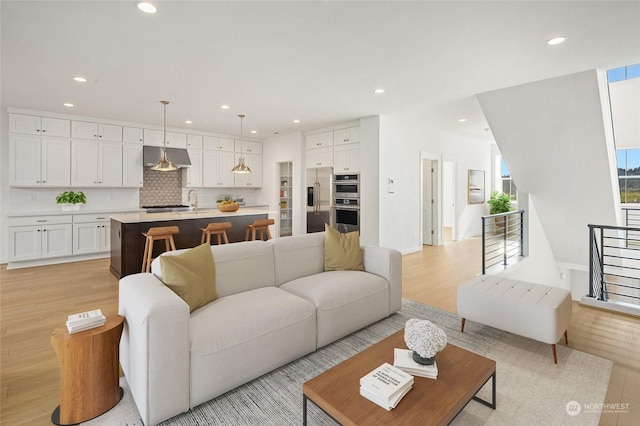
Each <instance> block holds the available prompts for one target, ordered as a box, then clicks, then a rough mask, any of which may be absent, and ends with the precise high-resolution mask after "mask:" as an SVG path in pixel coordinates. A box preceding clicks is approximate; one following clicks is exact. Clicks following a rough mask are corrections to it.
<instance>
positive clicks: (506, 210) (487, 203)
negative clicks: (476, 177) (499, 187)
mask: <svg viewBox="0 0 640 426" xmlns="http://www.w3.org/2000/svg"><path fill="white" fill-rule="evenodd" d="M487 204H489V214H498V213H506V212H509V211H511V196H510V195H509V194H505V193H504V192H498V191H493V192H492V193H491V197H490V198H489V201H487ZM494 224H495V226H497V227H500V228H503V227H504V217H503V216H500V217H496V218H494Z"/></svg>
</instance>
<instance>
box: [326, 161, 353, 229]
mask: <svg viewBox="0 0 640 426" xmlns="http://www.w3.org/2000/svg"><path fill="white" fill-rule="evenodd" d="M332 219H333V222H334V223H333V224H332V225H333V227H334V228H336V229H337V230H338V231H340V232H353V231H360V175H359V174H357V173H355V174H353V173H352V174H340V175H335V176H334V178H333V218H332Z"/></svg>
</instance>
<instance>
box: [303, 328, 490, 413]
mask: <svg viewBox="0 0 640 426" xmlns="http://www.w3.org/2000/svg"><path fill="white" fill-rule="evenodd" d="M394 348H405V349H406V345H405V343H404V330H400V331H398V332H397V333H395V334H393V335H391V336H389V337H387V338H386V339H384V340H382V341H380V342H378V343H376V344H375V345H373V346H371V347H370V348H367V349H365V350H364V351H362V352H360V353H359V354H357V355H354V356H353V357H351V358H349V359H347V360H346V361H344V362H342V363H340V364H338V365H336V366H335V367H333V368H331V369H329V370H327V371H325V372H324V373H322V374H320V375H319V376H316V377H314V378H313V379H311V380H309V381H307V382H305V383H304V384H303V385H302V393H303V406H302V410H303V424H304V425H306V424H307V400H308V399H309V400H311V401H313V403H314V404H315V405H317V406H318V407H319V408H320V409H322V410H323V411H324V412H325V413H326V414H328V415H329V416H331V417H332V418H333V419H334V420H336V421H337V422H338V423H340V424H342V425H370V424H425V422H427V423H428V424H433V425H440V424H443V425H446V424H449V423H450V422H451V421H452V420H453V419H454V418H455V417H456V416H457V415H458V413H460V411H462V409H463V408H464V407H465V406H466V405H467V404H468V403H469V401H471V400H472V399H475V400H476V401H479V402H481V403H483V404H485V405H487V406H489V407H491V408H493V409H495V408H496V362H495V361H493V360H491V359H488V358H485V357H483V356H481V355H478V354H475V353H473V352H469V351H467V350H465V349H462V348H460V347H458V346H454V345H452V344H448V345H447V346H446V347H445V349H444V350H443V351H442V352H439V353H438V355H437V356H436V361H437V363H438V379H437V380H433V379H427V378H424V377H415V380H414V383H413V388H412V389H411V390H410V391H409V393H407V395H405V397H404V398H402V400H401V401H400V403H399V404H398V406H397V407H396V408H394V409H393V410H391V411H387V410H385V409H384V408H382V407H379V406H378V405H376V404H375V403H373V402H371V401H369V400H368V399H366V398H365V397H363V396H361V395H360V378H361V377H362V376H364V375H365V374H367V373H369V372H370V371H371V370H373V369H374V368H376V367H378V366H380V365H381V364H383V363H385V362H388V363H389V364H392V365H393V349H394ZM489 379H492V384H491V385H492V400H491V402H487V401H485V400H482V399H480V398H478V397H476V393H478V391H479V390H480V389H481V388H482V387H483V386H484V385H485V384H486V383H487V382H488V381H489Z"/></svg>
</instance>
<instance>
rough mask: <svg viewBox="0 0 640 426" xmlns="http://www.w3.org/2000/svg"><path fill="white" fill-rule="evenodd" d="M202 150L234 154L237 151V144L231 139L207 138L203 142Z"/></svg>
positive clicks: (225, 138) (215, 137)
mask: <svg viewBox="0 0 640 426" xmlns="http://www.w3.org/2000/svg"><path fill="white" fill-rule="evenodd" d="M202 148H203V149H207V150H213V151H227V152H233V151H234V150H235V142H234V140H233V139H229V138H219V137H216V136H205V137H204V138H203V141H202Z"/></svg>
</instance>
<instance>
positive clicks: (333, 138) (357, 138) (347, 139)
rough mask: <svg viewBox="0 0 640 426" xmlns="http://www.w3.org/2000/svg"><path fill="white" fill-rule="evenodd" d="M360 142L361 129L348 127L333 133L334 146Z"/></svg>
mask: <svg viewBox="0 0 640 426" xmlns="http://www.w3.org/2000/svg"><path fill="white" fill-rule="evenodd" d="M357 142H360V127H348V128H346V129H340V130H336V131H334V132H333V144H334V145H344V144H348V143H357Z"/></svg>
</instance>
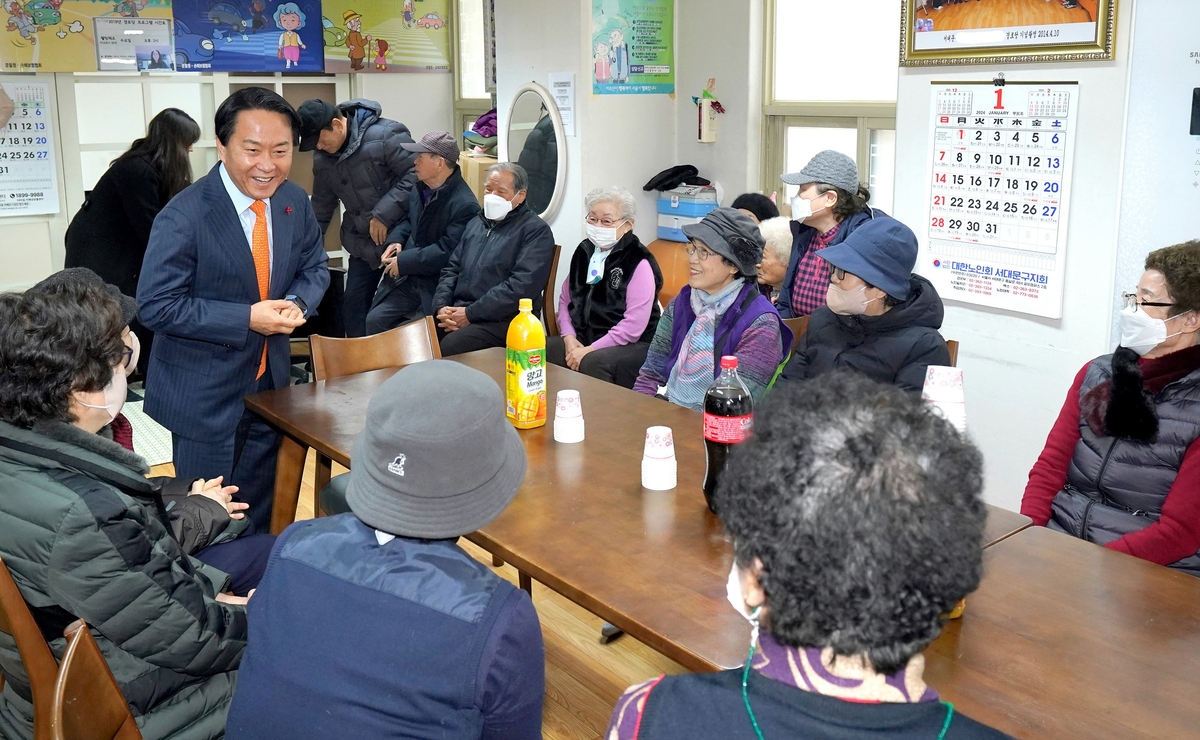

» What this task involves
State how many lines above contain the word "positive". Give only the number.

» Your solution
3